◆ Activity list ◆
a) Using the allergy-season text, mark each statement yes or no, and quote the text's deciding words: (i) It advises starting antihistamines before symptoms appear. (ii) It recommends opening car windows to let in fresh air. (iii) It calls sunglasses a physical barrier against allergens.
b) Continue the allergy-season text from its last tip onward.

◆ Text section ◆

----

Now that spring (and allergy season) are both well on their way, the first instinct might be to buck up on antihistamines. Pollen and allergens can really suck the joy out of springtime, keeping otherwise active individuals cooped up indoors to avoid the unbearable sinus headache that comes with an afternoon bike ride in the park. The good news is that there are multiple ways to prevent allergy symptoms from invading everyday life and hindering outdoor activities during this time of year.

Read on for a few easy ways to silence the sneezing this allergy season and get outside for some well-deserved playtime.

Medicate early on. If you know you have seasonal allergies, start taking antihistamines before your symptoms begin.

Keep the windows closed. It may sound obvious, but opening the windows for some “fresh air” is more like a death wish during allergy season. Keep the windows to your house and car closed to keep pollen from blowing around your personal space and causing mayhem for your sinuses all day long.

Wear sunglasses. Shades provide a physical barrier that help keep allergens from blowing in your eyes, causing them to itch to high heaven.

----

◆ Excerpted records ◆
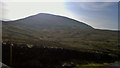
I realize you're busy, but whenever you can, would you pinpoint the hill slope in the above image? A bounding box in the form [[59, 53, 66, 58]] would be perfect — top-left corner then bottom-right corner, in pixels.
[[2, 13, 119, 52]]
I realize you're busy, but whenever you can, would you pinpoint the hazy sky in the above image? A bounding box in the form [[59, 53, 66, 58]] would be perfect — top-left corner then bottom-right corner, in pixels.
[[0, 0, 118, 30]]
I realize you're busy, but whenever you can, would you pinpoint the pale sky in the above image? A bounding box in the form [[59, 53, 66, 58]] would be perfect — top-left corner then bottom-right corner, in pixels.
[[0, 0, 119, 30]]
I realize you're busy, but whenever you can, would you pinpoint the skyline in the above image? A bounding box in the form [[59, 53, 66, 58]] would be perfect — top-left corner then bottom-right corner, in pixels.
[[0, 2, 118, 30]]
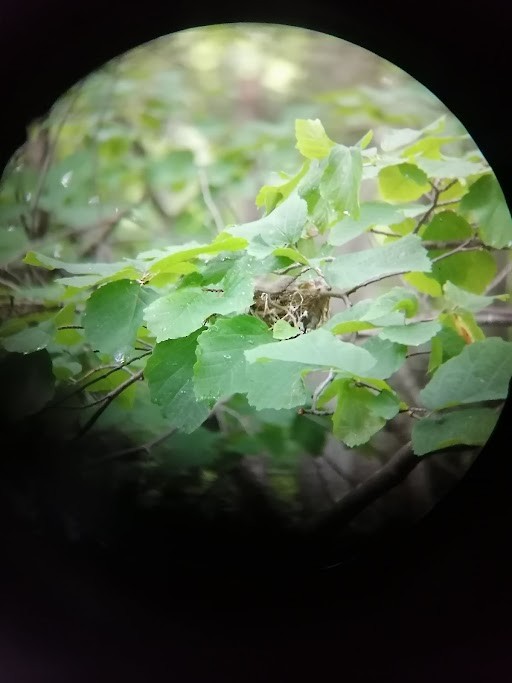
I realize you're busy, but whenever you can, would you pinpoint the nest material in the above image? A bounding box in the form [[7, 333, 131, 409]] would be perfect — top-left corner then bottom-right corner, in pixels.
[[250, 280, 330, 334]]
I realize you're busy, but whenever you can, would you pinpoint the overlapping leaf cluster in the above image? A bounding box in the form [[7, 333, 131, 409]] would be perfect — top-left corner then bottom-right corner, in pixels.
[[1, 120, 512, 462]]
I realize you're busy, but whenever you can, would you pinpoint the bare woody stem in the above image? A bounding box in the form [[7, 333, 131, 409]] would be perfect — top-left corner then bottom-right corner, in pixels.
[[306, 441, 480, 535], [75, 370, 144, 439]]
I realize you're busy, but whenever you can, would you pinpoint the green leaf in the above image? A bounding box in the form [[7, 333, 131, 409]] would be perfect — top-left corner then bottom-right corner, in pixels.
[[194, 315, 272, 399], [363, 337, 407, 379], [320, 145, 363, 218], [272, 320, 300, 340], [414, 157, 486, 178], [412, 408, 498, 455], [427, 330, 444, 375], [402, 135, 468, 161], [328, 202, 404, 247], [443, 280, 508, 313], [332, 380, 390, 448], [149, 232, 247, 275], [403, 273, 443, 297], [323, 287, 418, 334], [420, 337, 512, 410], [324, 235, 432, 290], [144, 332, 210, 433], [245, 328, 375, 375], [247, 360, 311, 410], [432, 251, 496, 294], [272, 247, 309, 266], [144, 258, 253, 342], [379, 320, 441, 346], [295, 119, 335, 159], [422, 211, 473, 241], [156, 427, 221, 474], [2, 325, 51, 353], [0, 225, 29, 266], [380, 128, 423, 152], [82, 280, 154, 359], [357, 130, 373, 149], [378, 164, 430, 203], [460, 175, 512, 249], [0, 349, 55, 420], [227, 193, 308, 258], [256, 160, 310, 214], [23, 251, 127, 277]]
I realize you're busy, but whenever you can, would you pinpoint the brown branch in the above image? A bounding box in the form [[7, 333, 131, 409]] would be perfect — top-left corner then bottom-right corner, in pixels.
[[306, 441, 480, 535], [30, 83, 81, 235], [413, 180, 457, 234], [75, 370, 144, 439], [87, 427, 176, 466]]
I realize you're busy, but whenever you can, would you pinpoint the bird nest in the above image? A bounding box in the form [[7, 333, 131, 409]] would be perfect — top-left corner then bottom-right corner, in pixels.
[[250, 280, 330, 334]]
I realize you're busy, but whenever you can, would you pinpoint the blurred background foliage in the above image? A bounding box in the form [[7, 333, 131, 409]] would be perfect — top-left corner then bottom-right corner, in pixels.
[[0, 24, 461, 260], [0, 24, 484, 536]]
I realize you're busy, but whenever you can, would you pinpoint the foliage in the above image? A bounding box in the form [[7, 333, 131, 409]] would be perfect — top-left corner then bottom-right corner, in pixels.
[[0, 112, 512, 484]]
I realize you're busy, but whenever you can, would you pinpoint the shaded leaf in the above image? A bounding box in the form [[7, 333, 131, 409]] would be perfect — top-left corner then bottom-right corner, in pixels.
[[420, 337, 512, 410], [412, 408, 499, 455], [324, 235, 432, 290], [144, 332, 210, 433], [82, 280, 155, 358]]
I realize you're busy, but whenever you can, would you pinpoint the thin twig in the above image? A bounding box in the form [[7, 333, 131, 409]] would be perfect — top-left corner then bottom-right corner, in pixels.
[[87, 427, 177, 466], [432, 237, 479, 263], [46, 351, 151, 409], [413, 180, 457, 234], [75, 370, 144, 439], [485, 261, 512, 294], [306, 441, 480, 535], [30, 83, 81, 230], [197, 168, 225, 232]]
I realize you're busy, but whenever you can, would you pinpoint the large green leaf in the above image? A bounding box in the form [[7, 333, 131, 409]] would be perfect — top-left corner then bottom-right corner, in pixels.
[[227, 192, 308, 258], [320, 145, 363, 218], [1, 323, 51, 353], [0, 225, 28, 266], [378, 164, 431, 203], [380, 128, 423, 152], [431, 251, 496, 294], [379, 320, 441, 346], [328, 202, 404, 246], [323, 287, 418, 334], [422, 211, 473, 241], [245, 329, 375, 375], [247, 360, 314, 410], [149, 233, 247, 275], [144, 259, 253, 342], [256, 160, 310, 214], [295, 119, 335, 159], [0, 349, 55, 420], [412, 408, 499, 455], [443, 281, 508, 313], [155, 427, 222, 474], [194, 315, 273, 399], [363, 337, 407, 379], [415, 157, 486, 178], [324, 235, 432, 290], [144, 332, 210, 433], [82, 280, 155, 358], [332, 380, 399, 448], [420, 337, 512, 410], [460, 175, 512, 249]]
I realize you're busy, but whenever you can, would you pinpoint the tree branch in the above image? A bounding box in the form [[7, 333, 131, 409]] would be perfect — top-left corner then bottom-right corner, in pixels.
[[75, 370, 144, 439], [306, 441, 480, 535]]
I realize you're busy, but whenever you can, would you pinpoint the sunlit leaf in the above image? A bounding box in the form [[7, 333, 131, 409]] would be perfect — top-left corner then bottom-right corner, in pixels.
[[412, 408, 499, 455]]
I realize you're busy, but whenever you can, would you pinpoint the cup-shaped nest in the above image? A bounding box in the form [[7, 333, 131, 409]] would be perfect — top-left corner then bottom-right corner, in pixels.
[[250, 281, 330, 334]]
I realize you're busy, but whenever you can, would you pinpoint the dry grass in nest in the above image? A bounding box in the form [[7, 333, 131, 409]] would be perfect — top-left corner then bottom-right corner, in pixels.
[[250, 280, 330, 333]]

----

◆ Results ◆
a)
(i) Yes: "start taking antihistamines before your symptoms begin."
(ii) No: "Keep the windows to your house and car closed to keep pollen from blowing around your personal space"
(iii) Yes: "Shades provide a physical barrier that help keep allergens from blowing in your eyes"

b)
Snack on yogurt. According to a study from the Institute of Food Research, people who ate yogurt containing the probiotic Lactobacillus casei once a day for five months had lower levels of an antibody that produces allergy symptoms. Whatever works, right?

Exercise later in the day. Pollen levels are highest in the morning, so save your outdoor workout for the late afternoon or early evening when pollen counts are lower.

Rinse off immediately. Hop in the shower right when you get home so that pollen and other allergens don’t linger in your hair or pollute your couch cushions and wreak more havoc while you’re trying to unwind.

Medicate again. Before heading to bed, take a 24-hour antihistamine to keep you symptom-free all night long. Getting a good night sleep is important for overall health, and that’s not an easy feat when you’re waking up every 20 minutes to blow your nose. Be sure to read the label first to avoid taking a non-drowsy formula before bed.